[Mesa-dev] [PATCH v2 23/25] radeonsi: use a single descriptor for the GSVS ring
Nicolai Hähnle
nhaehnle at gmail.com
Tue Dec 6 10:48:34 UTC 2016
From: Nicolai Hähnle <nicolai.haehnle at amd.com>
We can hardcode all of the fields for swizzling in the geometry shader.
The advantage is that we use fewer descriptor slots and we no longer have to
update any of the (ring) descriptors when the geometry shader changes.
---
src/gallium/drivers/radeonsi/si_pipe.h | 1 -
src/gallium/drivers/radeonsi/si_shader.c | 73 ++++++++++++++++++++++---
src/gallium/drivers/radeonsi/si_state.h | 6 +-
src/gallium/drivers/radeonsi/si_state_shaders.c | 37 +------------
4 files changed, 67 insertions(+), 50 deletions(-)

Recorded data:
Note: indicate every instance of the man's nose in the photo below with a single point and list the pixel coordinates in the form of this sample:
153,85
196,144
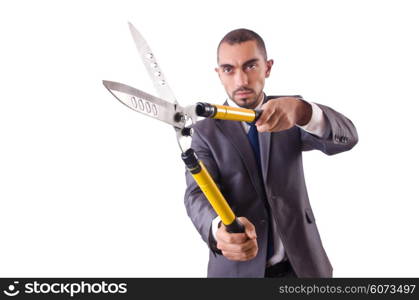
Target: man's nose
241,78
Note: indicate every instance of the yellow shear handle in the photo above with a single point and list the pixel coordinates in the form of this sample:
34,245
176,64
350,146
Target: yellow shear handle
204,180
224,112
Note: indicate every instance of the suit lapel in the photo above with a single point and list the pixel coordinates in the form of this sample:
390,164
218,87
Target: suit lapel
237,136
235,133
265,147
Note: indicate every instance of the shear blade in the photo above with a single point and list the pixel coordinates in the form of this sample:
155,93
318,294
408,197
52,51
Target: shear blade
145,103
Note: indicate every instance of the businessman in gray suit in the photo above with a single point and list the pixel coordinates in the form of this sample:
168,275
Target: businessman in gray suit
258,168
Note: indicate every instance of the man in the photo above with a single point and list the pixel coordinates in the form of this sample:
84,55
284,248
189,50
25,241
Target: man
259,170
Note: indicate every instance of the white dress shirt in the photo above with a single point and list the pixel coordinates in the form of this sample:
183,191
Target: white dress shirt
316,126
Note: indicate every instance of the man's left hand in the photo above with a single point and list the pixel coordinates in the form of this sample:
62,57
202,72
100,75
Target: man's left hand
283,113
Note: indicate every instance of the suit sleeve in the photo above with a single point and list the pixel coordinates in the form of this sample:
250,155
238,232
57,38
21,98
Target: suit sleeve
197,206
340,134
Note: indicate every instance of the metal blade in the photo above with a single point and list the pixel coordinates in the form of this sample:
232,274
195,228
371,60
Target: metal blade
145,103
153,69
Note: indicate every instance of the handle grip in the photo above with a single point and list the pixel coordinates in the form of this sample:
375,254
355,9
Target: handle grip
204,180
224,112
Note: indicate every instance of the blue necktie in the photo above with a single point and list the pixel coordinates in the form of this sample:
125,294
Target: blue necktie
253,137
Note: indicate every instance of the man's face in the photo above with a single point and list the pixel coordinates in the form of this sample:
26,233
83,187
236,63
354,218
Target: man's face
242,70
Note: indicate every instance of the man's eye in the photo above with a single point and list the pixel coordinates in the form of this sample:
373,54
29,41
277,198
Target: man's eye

**Set tasks**
#1 Format the records as a JSON list of strings, one string per line with blank lines left out, starting at the line that contains "Note: indicate every instance of the man's eye" and ending at the end of the records.
#2 Resume the radeonsi GSVS ring patch from the point where it stops.

**Responses for each task**
#1
[
  "Note: indicate every instance of the man's eye in the photo above with a single point and list the pixel coordinates in the form of this sample:",
  "373,54",
  "29,41",
  "277,198",
  "Target: man's eye"
]

#2
diff --git a/src/gallium/drivers/radeonsi/si_pipe.h b/src/gallium/drivers/radeonsi/si_pipe.h
index 42cbecb..2409c85 100644
--- a/src/gallium/drivers/radeonsi/si_pipe.h
+++ b/src/gallium/drivers/radeonsi/si_pipe.h
@@ -315,21 +315,20 @@ struct si_context {
int last_primitive_restart_en;
int last_restart_index;
int last_gs_out_prim;
int last_prim;
int last_multi_vgt_param;
int last_rast_prim;
unsigned last_sc_line_stipple;
int last_vtx_reuse_depth;
int current_rast_prim; /* primitive type after TES, GS */
bool gs_tri_strip_adj_fix;
- unsigned last_gsvs_itemsize;
/* Scratch buffer */
struct r600_resource *scratch_buffer;
bool emit_scratch_reloc;
unsigned scratch_waves;
unsigned spi_tmpring_size;
struct r600_resource *compute_scratch_buffer;
/* Emitted derived tessellation state. */
diff --git a/src/gallium/drivers/radeonsi/si_shader.c b/src/gallium/drivers/radeonsi/si_shader.c
index e3ed0d3..b22248e 100644
--- a/src/gallium/drivers/radeonsi/si_shader.c
+++ b/src/gallium/drivers/radeonsi/si_shader.c
@@ -5690,51 +5690,108 @@ static void create_function(struct si_shader_context *ctx)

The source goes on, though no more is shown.